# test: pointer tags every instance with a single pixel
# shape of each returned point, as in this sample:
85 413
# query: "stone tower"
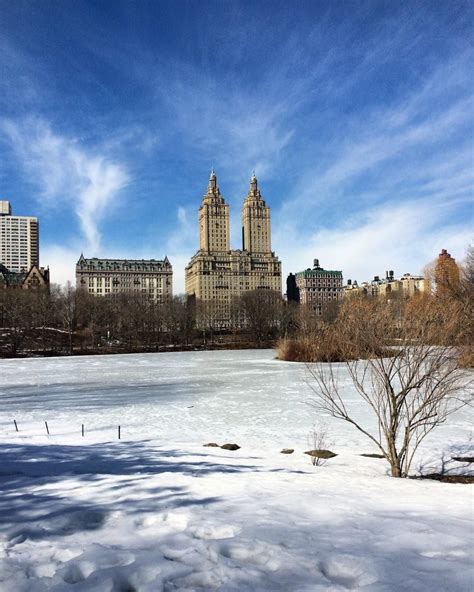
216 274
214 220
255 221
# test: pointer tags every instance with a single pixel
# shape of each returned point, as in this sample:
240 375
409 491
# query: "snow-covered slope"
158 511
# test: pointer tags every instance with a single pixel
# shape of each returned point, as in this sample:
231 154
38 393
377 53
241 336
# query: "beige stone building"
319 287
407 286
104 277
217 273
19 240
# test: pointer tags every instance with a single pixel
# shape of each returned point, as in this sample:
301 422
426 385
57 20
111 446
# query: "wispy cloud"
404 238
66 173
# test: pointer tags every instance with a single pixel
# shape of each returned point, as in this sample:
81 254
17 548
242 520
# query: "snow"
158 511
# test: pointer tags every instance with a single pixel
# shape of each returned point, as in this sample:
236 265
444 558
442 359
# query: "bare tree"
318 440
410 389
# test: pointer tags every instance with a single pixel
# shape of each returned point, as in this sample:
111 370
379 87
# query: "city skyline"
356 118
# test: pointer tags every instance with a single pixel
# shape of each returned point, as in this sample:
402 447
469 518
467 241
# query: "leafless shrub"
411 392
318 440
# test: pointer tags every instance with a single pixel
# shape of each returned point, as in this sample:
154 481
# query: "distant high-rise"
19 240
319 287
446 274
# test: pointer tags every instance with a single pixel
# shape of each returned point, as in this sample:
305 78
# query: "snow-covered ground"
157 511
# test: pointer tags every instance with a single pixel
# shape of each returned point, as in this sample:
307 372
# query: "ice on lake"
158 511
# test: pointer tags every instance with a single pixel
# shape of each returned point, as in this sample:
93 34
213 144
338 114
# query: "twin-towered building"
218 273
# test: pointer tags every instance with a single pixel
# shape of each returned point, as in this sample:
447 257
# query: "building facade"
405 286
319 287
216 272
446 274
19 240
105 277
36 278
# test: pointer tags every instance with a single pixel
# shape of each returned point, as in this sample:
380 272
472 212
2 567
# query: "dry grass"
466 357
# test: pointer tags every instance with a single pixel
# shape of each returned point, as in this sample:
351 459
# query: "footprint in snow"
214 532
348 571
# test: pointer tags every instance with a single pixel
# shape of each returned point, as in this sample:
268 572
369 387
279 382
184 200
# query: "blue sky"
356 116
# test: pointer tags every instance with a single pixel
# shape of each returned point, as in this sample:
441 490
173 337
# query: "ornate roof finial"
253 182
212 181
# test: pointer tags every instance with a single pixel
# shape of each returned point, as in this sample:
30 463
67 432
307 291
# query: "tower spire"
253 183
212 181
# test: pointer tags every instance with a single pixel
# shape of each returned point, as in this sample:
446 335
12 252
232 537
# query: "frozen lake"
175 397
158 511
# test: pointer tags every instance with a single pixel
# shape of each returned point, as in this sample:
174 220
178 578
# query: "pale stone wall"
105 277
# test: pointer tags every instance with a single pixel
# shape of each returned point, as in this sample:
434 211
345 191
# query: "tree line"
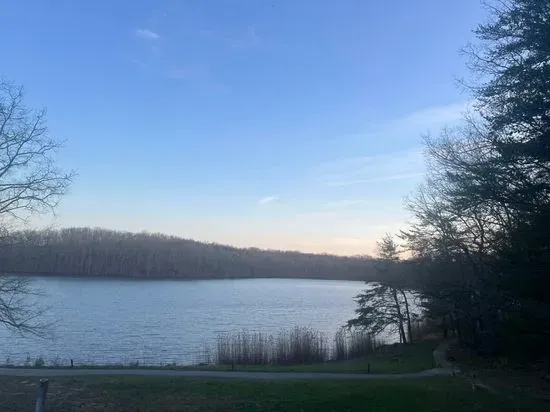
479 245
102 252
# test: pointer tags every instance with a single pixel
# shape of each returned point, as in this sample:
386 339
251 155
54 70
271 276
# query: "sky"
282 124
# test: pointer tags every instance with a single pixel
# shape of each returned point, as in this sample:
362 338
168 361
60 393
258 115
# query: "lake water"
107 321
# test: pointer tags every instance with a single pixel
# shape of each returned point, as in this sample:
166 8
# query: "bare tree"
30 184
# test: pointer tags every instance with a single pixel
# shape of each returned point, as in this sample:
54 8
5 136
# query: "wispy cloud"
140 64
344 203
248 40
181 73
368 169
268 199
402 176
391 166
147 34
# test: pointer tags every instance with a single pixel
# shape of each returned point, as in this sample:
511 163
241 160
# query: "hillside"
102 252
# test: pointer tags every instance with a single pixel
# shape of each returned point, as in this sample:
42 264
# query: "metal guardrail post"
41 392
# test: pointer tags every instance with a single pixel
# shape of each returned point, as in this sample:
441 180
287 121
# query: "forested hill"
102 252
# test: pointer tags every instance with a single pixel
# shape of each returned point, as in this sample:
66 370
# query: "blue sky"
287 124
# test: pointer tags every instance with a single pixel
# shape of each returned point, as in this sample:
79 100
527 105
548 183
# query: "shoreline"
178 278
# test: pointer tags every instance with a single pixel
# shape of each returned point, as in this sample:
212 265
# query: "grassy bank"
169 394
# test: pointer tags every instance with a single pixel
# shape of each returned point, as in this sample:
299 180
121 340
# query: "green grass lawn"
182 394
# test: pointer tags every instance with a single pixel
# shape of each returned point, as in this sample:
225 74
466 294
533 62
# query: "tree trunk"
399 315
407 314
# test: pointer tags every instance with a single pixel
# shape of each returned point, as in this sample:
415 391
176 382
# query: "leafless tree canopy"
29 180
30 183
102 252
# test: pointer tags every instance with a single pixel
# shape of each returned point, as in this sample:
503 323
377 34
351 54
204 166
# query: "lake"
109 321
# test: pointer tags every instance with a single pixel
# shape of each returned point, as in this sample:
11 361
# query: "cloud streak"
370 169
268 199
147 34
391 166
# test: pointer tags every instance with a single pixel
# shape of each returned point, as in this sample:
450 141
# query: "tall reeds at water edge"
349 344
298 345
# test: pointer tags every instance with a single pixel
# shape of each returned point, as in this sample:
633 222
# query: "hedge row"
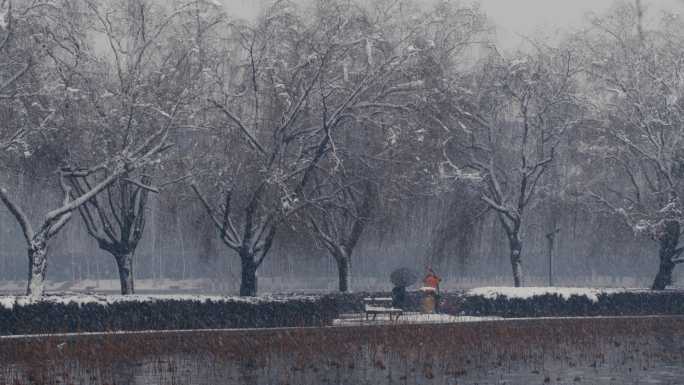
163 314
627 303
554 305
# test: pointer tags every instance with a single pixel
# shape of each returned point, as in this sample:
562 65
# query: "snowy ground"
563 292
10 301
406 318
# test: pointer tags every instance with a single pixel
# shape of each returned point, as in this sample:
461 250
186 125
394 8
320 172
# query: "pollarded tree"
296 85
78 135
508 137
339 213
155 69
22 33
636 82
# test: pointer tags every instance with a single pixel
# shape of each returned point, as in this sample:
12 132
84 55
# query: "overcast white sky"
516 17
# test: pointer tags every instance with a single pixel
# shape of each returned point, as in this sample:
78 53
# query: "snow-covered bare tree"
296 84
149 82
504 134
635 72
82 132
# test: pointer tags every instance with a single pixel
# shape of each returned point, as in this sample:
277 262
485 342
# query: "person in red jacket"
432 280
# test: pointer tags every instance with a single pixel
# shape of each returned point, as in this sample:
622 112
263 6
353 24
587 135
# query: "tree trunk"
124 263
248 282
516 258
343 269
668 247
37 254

★ ★ ★ ★

Please list every line in the items above that contains the word "leafless".

> WORKED ANSWER
# query: "leafless shrub"
# query: "leafless tree canopy"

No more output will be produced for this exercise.